___ Exercise inputs

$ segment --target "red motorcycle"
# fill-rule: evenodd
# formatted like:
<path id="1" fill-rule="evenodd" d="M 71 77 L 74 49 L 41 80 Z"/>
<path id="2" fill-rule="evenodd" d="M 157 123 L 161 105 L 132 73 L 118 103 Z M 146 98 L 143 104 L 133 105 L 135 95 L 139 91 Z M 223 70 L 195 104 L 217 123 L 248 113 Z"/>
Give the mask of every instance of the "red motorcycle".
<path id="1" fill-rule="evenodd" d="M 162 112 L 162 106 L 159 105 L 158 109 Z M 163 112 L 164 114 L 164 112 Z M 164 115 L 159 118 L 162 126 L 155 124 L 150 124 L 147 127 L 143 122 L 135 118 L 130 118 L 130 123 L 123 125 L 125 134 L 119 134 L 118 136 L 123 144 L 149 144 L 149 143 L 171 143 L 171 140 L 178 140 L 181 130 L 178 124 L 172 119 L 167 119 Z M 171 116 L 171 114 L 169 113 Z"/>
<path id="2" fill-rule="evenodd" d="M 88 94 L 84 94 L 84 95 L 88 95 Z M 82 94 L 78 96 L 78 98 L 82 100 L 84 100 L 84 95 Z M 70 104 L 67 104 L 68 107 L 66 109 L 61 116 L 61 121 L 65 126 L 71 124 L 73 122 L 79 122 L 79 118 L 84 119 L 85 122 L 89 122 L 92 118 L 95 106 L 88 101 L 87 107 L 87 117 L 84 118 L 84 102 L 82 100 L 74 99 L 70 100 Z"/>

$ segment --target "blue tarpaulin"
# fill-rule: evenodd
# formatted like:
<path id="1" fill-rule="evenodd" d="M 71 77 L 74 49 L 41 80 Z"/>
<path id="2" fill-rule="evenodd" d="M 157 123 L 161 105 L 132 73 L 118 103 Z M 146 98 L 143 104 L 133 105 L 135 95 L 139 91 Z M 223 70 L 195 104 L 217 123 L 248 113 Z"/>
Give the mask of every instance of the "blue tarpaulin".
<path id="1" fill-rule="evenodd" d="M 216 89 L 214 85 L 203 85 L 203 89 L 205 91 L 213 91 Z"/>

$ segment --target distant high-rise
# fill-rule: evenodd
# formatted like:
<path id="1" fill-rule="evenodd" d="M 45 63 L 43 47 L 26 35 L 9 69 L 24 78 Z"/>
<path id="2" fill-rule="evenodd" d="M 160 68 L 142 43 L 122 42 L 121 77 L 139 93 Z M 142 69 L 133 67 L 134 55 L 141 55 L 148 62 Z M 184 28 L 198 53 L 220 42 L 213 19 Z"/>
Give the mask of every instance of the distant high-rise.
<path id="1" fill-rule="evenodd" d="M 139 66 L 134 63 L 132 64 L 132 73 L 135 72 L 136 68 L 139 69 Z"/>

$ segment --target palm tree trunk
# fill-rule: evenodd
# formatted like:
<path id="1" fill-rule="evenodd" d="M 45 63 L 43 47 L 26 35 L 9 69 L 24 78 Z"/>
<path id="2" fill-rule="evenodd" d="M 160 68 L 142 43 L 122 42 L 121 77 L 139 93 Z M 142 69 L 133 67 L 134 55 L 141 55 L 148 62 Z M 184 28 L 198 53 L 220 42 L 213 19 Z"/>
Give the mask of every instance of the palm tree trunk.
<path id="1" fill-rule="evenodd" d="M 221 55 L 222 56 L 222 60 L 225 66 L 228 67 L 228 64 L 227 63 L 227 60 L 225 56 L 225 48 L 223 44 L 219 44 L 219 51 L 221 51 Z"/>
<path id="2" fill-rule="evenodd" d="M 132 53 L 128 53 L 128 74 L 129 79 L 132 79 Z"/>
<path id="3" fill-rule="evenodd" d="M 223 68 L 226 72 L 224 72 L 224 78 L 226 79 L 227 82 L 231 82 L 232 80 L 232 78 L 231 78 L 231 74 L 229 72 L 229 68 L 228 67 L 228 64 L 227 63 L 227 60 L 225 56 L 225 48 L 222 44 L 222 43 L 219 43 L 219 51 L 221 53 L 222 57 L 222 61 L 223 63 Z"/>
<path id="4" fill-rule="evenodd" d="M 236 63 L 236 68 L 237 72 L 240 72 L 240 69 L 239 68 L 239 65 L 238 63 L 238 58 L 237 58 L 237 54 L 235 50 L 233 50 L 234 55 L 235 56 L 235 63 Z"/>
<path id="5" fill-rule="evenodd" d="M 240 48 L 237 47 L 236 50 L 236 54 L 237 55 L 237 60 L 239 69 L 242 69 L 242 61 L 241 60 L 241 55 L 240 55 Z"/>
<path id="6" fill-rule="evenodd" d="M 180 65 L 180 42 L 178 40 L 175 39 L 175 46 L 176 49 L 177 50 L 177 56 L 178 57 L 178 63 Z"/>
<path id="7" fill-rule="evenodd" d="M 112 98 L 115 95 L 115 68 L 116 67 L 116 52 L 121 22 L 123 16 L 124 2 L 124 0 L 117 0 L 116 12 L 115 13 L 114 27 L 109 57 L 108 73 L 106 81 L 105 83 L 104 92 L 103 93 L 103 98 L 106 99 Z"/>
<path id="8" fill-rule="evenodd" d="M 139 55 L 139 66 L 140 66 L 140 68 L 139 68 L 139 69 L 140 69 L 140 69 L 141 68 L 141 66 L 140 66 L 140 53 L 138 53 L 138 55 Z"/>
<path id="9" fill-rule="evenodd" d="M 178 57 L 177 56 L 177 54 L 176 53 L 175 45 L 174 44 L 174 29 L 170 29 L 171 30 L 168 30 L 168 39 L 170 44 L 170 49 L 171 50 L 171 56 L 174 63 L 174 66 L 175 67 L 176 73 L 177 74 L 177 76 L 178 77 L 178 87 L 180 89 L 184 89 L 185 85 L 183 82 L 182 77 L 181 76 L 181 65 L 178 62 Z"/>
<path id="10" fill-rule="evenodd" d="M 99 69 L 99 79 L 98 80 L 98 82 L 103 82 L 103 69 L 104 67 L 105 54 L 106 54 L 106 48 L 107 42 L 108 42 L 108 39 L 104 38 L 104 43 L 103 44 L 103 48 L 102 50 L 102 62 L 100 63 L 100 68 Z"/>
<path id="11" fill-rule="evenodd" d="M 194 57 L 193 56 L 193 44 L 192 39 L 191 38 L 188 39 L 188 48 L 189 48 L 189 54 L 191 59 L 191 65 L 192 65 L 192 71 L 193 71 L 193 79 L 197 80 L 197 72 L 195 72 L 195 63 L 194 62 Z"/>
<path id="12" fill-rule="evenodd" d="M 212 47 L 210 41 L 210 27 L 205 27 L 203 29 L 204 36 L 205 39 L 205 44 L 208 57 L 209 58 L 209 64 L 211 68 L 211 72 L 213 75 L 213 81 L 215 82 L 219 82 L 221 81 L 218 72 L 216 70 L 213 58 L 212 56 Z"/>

______

What is needed: Copy out the lines starting with the one containing "--target distant high-rise" and going on through the one containing "139 66 L 134", both of those lines included.

Task result:
$ segment --target distant high-rise
# fill-rule: evenodd
# formatted like:
<path id="1" fill-rule="evenodd" d="M 45 63 L 43 47 L 26 35 L 9 69 L 24 78 Z"/>
<path id="2" fill-rule="evenodd" d="M 160 68 L 142 43 L 122 42 L 121 77 L 139 93 Z M 142 69 L 133 67 L 134 55 L 141 55 L 148 62 Z M 184 28 L 198 53 L 220 42 L 213 19 Z"/>
Give the mask of every instance of the distant high-rise.
<path id="1" fill-rule="evenodd" d="M 139 66 L 134 63 L 132 64 L 132 73 L 135 72 L 136 68 L 139 69 Z"/>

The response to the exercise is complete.